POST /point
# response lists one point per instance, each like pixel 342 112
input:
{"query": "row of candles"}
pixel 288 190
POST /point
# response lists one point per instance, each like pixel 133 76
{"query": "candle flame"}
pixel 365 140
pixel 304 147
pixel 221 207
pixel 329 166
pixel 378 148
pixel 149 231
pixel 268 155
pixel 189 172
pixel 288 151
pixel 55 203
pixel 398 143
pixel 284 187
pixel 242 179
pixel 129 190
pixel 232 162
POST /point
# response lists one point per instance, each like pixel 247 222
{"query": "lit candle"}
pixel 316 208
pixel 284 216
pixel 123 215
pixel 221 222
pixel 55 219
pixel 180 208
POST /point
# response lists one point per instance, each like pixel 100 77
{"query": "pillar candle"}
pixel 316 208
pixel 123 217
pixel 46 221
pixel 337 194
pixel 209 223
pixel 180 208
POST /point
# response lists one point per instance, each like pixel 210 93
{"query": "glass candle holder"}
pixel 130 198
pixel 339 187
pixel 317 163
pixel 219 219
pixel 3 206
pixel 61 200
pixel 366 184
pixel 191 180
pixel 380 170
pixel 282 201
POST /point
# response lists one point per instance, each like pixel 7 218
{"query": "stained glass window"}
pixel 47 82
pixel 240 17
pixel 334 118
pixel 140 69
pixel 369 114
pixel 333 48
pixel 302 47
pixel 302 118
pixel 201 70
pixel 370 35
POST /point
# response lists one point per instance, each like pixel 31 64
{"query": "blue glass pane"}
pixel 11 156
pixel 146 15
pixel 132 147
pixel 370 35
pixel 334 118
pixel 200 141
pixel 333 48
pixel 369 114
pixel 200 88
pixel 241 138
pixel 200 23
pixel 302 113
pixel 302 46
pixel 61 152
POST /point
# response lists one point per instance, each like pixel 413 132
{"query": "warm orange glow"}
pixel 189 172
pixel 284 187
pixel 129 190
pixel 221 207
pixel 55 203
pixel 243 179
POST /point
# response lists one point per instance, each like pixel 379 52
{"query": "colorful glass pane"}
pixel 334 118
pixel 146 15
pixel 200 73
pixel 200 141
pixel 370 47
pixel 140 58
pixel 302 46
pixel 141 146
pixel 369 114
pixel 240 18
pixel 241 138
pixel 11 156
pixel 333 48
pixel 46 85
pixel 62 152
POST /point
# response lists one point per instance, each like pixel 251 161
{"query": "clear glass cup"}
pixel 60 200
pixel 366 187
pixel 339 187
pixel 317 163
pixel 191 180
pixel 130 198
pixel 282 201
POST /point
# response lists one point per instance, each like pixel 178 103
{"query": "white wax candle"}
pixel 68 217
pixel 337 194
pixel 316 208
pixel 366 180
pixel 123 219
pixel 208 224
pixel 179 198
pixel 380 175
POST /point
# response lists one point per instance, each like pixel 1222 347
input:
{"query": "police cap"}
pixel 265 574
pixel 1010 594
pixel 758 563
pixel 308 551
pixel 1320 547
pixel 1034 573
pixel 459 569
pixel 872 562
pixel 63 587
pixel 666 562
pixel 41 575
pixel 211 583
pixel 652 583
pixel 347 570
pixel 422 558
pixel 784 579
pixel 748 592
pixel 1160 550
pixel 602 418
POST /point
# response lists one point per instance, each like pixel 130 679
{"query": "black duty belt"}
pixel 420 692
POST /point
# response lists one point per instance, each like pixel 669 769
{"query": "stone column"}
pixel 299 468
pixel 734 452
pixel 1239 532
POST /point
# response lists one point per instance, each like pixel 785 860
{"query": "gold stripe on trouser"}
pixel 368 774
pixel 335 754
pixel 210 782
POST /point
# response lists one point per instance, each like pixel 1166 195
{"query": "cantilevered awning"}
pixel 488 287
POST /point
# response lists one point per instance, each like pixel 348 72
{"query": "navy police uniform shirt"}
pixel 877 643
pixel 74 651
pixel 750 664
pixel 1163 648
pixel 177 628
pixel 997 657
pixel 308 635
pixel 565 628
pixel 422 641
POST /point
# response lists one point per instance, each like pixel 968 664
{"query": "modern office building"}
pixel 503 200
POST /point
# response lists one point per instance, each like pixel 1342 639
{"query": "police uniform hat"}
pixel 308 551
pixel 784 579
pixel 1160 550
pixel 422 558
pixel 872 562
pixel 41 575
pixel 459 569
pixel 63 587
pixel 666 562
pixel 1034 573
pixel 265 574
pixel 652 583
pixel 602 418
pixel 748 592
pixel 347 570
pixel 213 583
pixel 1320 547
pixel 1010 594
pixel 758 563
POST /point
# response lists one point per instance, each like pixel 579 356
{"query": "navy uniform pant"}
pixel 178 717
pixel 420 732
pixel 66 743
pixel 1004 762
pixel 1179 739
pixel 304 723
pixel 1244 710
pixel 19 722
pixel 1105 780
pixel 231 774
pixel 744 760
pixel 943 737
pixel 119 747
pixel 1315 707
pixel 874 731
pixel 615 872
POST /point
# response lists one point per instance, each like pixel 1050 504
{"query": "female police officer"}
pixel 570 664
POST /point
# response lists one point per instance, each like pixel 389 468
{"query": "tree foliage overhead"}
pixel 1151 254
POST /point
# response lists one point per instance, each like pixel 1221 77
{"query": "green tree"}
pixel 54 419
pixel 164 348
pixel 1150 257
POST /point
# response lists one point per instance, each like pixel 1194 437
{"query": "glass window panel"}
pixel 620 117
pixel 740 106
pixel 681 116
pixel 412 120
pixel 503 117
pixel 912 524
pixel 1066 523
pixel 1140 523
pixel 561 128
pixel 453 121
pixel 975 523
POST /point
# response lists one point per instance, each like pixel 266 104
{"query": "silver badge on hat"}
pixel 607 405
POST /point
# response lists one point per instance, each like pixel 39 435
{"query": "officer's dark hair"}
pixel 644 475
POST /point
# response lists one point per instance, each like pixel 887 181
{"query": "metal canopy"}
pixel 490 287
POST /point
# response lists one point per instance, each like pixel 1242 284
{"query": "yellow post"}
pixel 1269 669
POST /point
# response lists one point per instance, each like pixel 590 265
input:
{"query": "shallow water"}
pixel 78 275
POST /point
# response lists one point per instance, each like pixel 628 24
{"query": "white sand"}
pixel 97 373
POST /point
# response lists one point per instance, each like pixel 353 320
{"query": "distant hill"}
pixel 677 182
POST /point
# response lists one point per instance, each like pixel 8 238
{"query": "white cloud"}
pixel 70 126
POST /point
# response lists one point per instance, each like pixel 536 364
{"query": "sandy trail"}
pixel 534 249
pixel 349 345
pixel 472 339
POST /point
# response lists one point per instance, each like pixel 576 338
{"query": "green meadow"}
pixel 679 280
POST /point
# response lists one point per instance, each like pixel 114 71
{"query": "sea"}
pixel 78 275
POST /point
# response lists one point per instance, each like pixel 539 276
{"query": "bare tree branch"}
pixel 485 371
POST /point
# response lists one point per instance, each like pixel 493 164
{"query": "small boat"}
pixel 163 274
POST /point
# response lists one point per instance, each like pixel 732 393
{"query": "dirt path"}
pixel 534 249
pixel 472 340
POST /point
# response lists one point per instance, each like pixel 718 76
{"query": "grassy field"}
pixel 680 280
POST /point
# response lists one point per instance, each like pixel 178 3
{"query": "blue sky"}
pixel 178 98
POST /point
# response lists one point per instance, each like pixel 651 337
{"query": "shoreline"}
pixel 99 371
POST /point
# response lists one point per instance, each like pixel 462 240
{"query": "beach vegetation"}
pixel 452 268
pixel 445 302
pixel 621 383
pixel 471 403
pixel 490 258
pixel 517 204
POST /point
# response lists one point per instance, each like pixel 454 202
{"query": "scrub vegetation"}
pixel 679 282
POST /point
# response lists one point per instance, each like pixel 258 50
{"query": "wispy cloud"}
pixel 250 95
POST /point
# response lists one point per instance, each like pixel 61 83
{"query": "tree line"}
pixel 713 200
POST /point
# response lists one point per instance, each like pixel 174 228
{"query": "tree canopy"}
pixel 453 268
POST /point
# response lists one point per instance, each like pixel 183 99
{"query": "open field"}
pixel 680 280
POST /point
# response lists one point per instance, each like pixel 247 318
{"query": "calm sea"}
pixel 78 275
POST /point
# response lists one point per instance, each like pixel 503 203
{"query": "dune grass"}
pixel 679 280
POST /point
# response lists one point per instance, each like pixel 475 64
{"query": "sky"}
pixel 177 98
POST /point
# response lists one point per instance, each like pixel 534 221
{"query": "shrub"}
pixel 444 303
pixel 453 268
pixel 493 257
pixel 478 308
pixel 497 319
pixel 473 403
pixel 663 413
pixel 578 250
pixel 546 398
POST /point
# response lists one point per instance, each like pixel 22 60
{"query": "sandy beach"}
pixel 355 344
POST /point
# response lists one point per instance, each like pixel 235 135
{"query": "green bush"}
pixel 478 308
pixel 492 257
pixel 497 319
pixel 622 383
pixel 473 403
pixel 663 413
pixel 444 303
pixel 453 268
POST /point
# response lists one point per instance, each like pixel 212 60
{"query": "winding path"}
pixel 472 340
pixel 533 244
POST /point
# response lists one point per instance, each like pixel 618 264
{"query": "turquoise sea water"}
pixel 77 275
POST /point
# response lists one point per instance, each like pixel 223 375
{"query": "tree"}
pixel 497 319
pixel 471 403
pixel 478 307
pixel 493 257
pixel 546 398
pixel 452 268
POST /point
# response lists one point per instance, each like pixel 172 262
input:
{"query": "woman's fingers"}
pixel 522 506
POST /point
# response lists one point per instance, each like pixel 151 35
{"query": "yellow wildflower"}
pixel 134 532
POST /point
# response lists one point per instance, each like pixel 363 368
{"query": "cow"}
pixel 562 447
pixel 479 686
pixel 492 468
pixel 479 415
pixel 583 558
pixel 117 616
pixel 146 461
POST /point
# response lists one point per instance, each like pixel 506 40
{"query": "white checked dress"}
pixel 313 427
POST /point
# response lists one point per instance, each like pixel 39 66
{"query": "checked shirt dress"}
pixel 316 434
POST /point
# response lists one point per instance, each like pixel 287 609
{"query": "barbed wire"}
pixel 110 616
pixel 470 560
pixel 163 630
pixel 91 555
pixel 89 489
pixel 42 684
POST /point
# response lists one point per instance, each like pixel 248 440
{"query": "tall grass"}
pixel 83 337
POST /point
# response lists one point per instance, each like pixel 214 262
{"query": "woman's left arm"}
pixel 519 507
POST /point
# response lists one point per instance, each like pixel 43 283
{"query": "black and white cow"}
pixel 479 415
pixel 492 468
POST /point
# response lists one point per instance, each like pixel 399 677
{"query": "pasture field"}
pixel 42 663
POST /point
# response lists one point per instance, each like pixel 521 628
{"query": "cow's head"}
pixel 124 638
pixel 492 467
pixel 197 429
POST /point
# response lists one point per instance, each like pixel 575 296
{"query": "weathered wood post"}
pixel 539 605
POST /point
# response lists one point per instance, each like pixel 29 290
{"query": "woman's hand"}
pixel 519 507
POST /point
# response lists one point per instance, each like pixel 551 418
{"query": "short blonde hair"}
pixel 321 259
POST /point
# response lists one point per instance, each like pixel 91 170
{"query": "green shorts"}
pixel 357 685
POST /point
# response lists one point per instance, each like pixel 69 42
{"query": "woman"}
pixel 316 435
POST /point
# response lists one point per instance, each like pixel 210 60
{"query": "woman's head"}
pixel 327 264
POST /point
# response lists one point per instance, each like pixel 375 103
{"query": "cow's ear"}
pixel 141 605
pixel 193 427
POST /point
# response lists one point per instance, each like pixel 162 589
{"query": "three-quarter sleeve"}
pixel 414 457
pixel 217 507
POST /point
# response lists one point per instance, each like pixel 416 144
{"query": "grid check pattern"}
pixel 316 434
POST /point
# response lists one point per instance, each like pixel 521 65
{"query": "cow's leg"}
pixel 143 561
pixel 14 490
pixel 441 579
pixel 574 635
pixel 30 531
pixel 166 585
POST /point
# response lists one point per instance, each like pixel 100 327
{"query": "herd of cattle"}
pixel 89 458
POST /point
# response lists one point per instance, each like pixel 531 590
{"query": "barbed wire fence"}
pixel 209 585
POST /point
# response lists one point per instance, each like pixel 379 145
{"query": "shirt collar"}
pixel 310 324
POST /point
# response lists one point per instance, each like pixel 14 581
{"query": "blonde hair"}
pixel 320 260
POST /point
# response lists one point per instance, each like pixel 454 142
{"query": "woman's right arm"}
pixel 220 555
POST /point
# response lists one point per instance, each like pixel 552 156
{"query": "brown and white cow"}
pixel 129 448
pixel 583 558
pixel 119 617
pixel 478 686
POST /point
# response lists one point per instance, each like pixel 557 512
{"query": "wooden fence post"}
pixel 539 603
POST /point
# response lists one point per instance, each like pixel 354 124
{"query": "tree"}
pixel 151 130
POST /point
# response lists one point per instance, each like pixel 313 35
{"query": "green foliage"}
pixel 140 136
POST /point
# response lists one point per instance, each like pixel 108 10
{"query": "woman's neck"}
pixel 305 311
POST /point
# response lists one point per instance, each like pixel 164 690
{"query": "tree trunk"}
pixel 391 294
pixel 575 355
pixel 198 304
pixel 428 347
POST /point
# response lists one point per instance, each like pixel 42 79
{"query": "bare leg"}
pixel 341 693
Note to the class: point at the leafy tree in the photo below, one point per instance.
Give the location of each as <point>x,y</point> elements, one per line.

○ ○ ○ ○ ○ ○ ○

TASK STATEMENT:
Retype the rows exactly, starting at the very first line and ending at the line that contains "pixel 288 190", both included.

ANSWER TO THE EXERCISE:
POST /point
# response lists one point per instance, each like pixel 342 112
input:
{"query": "row of candles"}
pixel 288 190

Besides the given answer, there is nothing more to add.